▶ Provided passage
Content starts
Frequency helps assess intermittent issues. A problem appearing once per week suggests different causes than one appearing every few minutes. Rare failures might not justify investigation. Frequent intermittent failures definitely do.

The Average Lies to You

Consider a service where:

• 95% of requests complete in under 100ms
• 4% of requests take 500ms
• 1% of requests take 5 seconds

The average response time: 200ms. Sounds acceptable.

But that average hides the fact that 1 in 100 users waits 5 seconds—a terrible experience invisible in the summary statistic. The average lies by hiding the suffering at the edges.

Percentile metrics reveal what averages obscure:

• 50th percentile (median): typical experience. Half faster, half slower.
• 95th percentile: experience for most users. Only 5% worse.
• 99th percentile: tail latency. The unluckiest users.
• 99.9th percentile: extreme outliers indicating rare but serious problems.

Monitoring that only examines averages misses critical issues hiding in the tail. Your dashboard glows green while users suffer.

HTTP 200 OK Is the Most Dangerous Lie

A check receives a 200 OK response—technically a success—while:

• The response contains an error message instead of expected content
• The page loaded but critical JavaScript failed
• The API returned success but with incomplete data
• Response time was technically acceptable but noticeably degraded

Green doesn't mean good. It means the check passed. The check might not be testing what matters.

Sophisticated monitoring goes deeper:

Content validation verifies the response contains expected data. Searching for specific text, validating JSON structure, or checking for known error messages catches failures hiding behind successful status codes.

Performance thresholds ensure success responses arrive within acceptable timeframes. A page that takes 30 seconds to load has technically succeeded while practically failing.

Completeness checks verify all expected elements loaded. A partially rendered page might return 200 OK while missing critical components.

False Positives Train You to Ignore Real Problems

False positives occur when monitoring reports problems that don't exist. Network issues at the monitoring location. Thresholds too strict for normal variation. False positives waste time and, worse, train teams to dismiss alerts.

False negatives happen when monitoring misses real problems. Checks run too infrequently to catch brief outages. The specific functionality that broke wasn't covered. False negatives create dangerous false confidence.

Understanding your system's accuracy helps calibrate response. High false positive rates suggest loosening thresholds or improving check design. False negatives indicate gaps in coverage.
Content ends
▶ Records
Content starts
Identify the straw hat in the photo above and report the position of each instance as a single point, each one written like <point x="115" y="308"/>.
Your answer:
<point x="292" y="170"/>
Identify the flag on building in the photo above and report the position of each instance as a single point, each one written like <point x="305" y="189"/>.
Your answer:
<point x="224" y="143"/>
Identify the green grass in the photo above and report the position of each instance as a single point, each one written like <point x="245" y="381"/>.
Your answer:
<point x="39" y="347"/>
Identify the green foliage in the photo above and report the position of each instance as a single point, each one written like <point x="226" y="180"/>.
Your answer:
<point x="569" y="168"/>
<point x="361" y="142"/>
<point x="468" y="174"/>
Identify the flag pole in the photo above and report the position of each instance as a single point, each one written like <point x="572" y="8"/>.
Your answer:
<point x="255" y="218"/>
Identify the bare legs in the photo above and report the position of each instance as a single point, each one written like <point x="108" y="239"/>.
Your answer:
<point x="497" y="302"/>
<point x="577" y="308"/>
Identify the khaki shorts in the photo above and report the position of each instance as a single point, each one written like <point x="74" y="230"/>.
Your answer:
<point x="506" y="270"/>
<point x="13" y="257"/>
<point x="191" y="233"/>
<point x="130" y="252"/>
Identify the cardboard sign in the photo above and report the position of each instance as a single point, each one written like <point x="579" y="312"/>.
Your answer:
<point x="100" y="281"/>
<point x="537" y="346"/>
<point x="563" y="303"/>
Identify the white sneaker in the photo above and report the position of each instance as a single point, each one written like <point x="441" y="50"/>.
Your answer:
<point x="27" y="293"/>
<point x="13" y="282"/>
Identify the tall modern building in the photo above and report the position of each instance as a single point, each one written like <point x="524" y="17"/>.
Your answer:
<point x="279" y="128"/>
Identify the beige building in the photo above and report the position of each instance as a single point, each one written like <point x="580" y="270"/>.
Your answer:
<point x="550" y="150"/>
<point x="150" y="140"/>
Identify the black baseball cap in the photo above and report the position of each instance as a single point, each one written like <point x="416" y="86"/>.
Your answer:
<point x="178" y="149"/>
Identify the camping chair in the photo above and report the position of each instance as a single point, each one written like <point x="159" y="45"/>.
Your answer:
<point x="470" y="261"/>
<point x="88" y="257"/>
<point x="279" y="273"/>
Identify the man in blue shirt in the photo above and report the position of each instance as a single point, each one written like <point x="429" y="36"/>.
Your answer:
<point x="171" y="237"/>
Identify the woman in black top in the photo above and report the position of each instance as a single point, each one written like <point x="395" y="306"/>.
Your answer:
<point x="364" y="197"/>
Content ends
▶ Task
Revise the monitoring passage from "The Average Lies to" up to and including "at the edges.", changing "requests" to "calls". You won't need the records.

▶ Task output
The Average Lies to You

Consider a service where:

• 95% of calls complete in under 100ms
• 4% of calls take 500ms
• 1% of calls take 5 seconds

The average response time: 200ms. Sounds acceptable.

But that average hides the fact that 1 in 100 users waits 5 seconds—a terrible experience invisible in the summary statistic. The average lies by hiding the suffering at the edges.